ACTION ITEM
Copy verbatim the block of lines in the entries below whose first line contains "target: orange robe" and whose last line contains "Trace the outline of each instance of the orange". Leave out all other lines.

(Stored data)
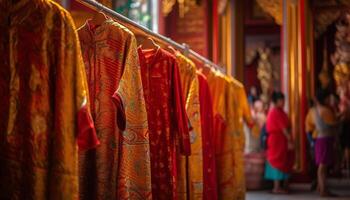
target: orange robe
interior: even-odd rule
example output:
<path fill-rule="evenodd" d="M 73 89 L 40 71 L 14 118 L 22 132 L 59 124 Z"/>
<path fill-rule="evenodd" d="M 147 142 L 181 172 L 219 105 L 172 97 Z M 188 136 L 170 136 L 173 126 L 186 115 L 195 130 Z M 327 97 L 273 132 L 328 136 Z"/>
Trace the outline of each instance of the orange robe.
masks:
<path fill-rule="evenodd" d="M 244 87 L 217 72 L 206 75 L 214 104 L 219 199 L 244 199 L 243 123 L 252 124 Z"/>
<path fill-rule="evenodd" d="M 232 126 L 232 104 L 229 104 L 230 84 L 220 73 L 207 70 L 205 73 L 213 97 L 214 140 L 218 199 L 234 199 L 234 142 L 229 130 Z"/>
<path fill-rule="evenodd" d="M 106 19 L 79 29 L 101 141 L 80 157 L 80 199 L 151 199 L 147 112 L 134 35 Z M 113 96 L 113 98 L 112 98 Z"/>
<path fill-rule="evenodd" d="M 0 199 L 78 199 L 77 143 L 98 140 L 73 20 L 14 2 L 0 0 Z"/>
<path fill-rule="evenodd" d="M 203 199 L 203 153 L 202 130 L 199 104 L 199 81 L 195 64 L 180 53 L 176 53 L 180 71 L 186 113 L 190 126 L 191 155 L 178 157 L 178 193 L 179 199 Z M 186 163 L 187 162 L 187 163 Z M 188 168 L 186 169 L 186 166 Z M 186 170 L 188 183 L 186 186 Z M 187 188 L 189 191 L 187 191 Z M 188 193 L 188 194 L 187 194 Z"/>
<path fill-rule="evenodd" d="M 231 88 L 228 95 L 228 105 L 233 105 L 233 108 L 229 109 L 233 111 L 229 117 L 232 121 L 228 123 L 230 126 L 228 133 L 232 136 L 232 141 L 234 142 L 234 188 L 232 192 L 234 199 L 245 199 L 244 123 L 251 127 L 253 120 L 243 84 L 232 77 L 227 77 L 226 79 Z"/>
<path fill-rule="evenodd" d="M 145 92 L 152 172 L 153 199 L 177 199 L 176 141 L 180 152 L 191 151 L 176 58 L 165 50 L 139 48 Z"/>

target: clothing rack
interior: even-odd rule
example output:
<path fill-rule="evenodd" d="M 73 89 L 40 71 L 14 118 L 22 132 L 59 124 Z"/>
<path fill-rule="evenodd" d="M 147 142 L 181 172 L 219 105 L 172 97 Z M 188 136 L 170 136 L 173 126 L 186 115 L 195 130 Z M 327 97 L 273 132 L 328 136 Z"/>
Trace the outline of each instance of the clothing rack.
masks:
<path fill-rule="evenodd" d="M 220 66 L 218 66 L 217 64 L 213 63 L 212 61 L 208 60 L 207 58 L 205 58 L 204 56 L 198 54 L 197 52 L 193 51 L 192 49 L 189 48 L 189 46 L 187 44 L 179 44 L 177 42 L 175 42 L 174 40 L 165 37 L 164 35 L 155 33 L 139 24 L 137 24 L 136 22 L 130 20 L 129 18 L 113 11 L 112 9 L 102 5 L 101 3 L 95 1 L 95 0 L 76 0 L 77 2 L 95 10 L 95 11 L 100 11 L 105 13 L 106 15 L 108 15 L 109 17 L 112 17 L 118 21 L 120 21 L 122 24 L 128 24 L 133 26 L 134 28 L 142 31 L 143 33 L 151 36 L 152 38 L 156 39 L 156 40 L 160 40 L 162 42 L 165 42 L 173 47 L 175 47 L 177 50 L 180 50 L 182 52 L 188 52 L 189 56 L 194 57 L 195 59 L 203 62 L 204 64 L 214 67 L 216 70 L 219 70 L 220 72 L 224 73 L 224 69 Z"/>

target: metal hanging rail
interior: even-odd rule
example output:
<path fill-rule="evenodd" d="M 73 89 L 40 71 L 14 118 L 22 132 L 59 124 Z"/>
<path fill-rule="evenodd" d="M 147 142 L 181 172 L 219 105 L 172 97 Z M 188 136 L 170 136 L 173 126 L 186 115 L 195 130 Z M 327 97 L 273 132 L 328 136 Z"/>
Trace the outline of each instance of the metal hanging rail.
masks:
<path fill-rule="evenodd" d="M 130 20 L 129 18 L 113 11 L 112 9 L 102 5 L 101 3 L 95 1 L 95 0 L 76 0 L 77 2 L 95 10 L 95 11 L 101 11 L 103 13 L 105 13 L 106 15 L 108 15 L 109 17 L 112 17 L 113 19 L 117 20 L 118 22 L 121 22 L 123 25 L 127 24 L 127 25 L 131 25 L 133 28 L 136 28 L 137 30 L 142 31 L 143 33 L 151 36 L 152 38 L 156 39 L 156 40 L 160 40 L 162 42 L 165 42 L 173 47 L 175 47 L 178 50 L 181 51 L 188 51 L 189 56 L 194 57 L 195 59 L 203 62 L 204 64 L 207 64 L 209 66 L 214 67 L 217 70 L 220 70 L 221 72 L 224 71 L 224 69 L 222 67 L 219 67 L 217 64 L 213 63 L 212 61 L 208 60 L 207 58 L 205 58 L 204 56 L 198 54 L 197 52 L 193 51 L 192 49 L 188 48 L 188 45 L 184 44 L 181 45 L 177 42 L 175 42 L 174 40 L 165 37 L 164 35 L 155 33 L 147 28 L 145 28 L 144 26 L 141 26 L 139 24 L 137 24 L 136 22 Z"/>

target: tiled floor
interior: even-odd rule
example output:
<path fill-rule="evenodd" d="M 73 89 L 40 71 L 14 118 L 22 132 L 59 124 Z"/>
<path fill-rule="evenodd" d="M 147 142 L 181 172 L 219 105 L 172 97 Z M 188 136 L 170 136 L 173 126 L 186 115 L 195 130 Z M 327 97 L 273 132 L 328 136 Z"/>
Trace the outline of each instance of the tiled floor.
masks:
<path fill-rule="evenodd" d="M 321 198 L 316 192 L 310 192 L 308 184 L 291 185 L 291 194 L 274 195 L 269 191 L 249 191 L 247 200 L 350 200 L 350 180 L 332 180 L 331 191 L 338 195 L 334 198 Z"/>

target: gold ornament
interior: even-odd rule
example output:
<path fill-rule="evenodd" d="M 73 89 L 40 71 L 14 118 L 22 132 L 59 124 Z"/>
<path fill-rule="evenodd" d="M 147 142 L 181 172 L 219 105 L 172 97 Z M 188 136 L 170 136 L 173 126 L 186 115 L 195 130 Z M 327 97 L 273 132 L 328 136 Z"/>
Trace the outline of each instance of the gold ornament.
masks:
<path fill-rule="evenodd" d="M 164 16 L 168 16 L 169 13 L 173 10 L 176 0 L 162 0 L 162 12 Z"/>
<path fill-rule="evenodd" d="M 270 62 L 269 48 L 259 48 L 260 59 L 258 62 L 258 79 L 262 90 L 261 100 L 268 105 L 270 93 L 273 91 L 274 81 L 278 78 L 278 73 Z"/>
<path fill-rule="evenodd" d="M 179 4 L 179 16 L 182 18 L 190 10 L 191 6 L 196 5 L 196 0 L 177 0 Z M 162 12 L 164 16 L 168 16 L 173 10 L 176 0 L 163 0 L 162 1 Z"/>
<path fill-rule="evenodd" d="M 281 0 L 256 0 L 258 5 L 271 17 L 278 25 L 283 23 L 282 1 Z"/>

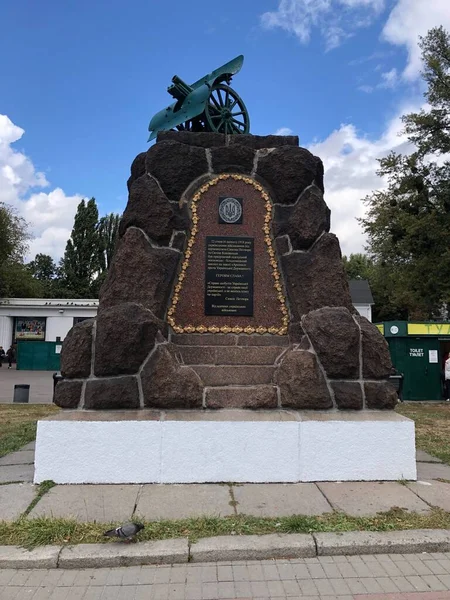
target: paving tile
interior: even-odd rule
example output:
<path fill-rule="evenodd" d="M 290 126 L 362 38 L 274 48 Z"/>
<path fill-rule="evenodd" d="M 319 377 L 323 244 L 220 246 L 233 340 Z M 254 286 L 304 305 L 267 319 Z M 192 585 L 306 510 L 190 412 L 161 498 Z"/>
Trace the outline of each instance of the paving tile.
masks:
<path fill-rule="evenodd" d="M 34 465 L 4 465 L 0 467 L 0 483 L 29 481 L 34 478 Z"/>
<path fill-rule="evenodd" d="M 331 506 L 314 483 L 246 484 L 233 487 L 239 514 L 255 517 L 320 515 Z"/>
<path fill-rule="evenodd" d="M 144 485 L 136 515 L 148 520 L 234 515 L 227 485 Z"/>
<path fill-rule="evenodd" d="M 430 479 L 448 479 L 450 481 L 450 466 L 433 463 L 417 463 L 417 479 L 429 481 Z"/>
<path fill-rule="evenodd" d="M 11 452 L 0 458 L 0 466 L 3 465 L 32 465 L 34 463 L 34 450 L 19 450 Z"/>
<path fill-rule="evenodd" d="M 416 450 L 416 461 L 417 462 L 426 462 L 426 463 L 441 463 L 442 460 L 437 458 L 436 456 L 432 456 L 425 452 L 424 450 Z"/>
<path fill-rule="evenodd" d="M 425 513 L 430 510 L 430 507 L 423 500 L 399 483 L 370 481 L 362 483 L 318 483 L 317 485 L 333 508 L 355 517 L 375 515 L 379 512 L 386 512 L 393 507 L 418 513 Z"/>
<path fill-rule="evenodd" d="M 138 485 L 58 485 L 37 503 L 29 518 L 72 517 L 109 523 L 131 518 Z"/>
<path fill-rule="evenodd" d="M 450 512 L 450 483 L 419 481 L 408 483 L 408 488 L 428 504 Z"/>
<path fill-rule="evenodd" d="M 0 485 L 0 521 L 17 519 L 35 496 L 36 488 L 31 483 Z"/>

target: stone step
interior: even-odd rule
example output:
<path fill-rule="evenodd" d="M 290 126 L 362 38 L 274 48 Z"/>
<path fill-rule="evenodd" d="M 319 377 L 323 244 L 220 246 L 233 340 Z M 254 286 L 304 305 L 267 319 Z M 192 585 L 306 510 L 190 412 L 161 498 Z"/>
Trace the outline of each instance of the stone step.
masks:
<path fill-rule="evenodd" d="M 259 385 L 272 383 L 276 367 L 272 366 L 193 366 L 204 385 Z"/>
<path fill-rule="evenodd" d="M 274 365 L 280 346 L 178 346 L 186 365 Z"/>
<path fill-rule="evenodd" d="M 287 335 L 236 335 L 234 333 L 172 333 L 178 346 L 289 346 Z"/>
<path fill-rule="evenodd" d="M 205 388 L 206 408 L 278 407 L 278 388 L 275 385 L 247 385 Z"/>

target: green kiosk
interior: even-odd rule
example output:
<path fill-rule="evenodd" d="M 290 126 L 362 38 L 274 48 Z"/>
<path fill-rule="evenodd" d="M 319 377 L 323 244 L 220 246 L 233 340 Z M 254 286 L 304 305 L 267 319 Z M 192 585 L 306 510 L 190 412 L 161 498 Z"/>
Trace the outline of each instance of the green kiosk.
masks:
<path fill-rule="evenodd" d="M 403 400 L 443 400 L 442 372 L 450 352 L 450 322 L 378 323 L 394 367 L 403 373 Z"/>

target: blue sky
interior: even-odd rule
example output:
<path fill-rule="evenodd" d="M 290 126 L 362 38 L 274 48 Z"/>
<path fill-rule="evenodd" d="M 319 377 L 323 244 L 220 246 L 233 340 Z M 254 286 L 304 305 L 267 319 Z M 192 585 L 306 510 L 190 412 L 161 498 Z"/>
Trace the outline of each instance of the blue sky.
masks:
* * *
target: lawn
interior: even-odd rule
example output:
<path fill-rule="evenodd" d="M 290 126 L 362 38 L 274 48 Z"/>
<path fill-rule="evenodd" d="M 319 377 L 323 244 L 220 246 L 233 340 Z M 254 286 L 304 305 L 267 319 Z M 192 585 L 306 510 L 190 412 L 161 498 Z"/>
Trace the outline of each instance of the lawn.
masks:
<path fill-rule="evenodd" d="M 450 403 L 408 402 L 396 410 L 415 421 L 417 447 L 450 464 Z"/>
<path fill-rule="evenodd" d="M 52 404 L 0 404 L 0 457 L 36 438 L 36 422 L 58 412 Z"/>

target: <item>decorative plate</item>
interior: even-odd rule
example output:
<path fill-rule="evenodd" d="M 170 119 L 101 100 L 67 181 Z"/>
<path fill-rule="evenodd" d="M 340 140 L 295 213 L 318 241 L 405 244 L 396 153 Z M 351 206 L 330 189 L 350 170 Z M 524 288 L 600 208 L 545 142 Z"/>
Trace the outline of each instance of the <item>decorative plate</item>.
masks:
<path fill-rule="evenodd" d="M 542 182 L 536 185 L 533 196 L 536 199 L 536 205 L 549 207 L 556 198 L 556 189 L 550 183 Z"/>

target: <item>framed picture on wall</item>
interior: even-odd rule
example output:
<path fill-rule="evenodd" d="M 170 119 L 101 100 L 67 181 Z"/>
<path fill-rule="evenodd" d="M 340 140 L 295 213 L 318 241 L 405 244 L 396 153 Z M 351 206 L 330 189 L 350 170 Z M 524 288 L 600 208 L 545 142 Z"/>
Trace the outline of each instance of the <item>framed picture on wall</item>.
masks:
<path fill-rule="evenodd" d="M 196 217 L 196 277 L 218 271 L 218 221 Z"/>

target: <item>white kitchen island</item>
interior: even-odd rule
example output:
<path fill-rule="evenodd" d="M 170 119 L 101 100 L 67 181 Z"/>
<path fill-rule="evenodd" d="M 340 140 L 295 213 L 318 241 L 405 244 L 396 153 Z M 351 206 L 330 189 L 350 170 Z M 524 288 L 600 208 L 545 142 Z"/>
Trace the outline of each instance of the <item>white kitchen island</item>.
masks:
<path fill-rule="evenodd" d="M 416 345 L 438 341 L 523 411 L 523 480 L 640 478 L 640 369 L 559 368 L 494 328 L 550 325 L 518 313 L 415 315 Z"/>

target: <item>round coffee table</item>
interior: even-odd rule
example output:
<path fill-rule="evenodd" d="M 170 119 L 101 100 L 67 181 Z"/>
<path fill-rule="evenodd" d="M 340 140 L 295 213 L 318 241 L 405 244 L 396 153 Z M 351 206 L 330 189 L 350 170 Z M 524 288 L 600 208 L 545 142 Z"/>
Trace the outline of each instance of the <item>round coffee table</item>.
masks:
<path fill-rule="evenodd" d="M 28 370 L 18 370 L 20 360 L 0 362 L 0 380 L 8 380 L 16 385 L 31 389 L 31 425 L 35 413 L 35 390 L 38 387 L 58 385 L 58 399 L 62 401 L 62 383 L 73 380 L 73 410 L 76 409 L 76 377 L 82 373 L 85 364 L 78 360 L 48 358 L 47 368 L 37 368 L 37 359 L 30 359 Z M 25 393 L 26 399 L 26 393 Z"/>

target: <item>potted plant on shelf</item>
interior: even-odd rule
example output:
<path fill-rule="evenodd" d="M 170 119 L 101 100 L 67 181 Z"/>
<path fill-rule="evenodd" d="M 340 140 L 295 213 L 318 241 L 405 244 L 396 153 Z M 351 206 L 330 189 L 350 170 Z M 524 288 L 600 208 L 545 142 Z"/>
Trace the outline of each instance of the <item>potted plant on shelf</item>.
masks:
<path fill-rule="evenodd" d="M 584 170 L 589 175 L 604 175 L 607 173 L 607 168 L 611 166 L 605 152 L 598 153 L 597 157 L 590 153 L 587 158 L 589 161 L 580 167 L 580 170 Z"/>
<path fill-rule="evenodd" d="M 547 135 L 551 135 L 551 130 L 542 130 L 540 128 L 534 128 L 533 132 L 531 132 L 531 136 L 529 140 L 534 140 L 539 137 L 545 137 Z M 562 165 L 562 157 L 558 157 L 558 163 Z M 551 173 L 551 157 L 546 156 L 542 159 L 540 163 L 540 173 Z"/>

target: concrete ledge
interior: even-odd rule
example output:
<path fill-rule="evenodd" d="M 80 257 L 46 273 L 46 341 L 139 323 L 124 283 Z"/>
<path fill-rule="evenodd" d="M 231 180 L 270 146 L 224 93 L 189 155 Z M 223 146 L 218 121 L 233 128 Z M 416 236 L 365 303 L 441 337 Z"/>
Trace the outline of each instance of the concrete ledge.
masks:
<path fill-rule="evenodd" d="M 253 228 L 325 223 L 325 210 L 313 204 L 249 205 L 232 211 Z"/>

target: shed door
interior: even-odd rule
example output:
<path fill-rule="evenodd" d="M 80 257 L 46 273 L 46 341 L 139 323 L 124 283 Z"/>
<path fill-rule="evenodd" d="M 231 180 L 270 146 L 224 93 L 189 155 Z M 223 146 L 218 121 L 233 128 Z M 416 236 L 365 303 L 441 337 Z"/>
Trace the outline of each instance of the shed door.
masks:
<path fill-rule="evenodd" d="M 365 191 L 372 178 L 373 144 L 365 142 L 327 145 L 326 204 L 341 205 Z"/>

FINISHED TASK
target: orange robe
interior: even-odd rule
example output:
<path fill-rule="evenodd" d="M 73 89 L 40 71 L 14 118 L 22 132 L 59 124 Z"/>
<path fill-rule="evenodd" d="M 147 142 L 181 172 L 219 105 L 172 97 Z M 188 136 L 170 136 L 173 126 L 186 115 L 195 130 Z M 327 97 L 273 132 L 328 136 Z"/>
Trace the outline of each instance of the orange robe.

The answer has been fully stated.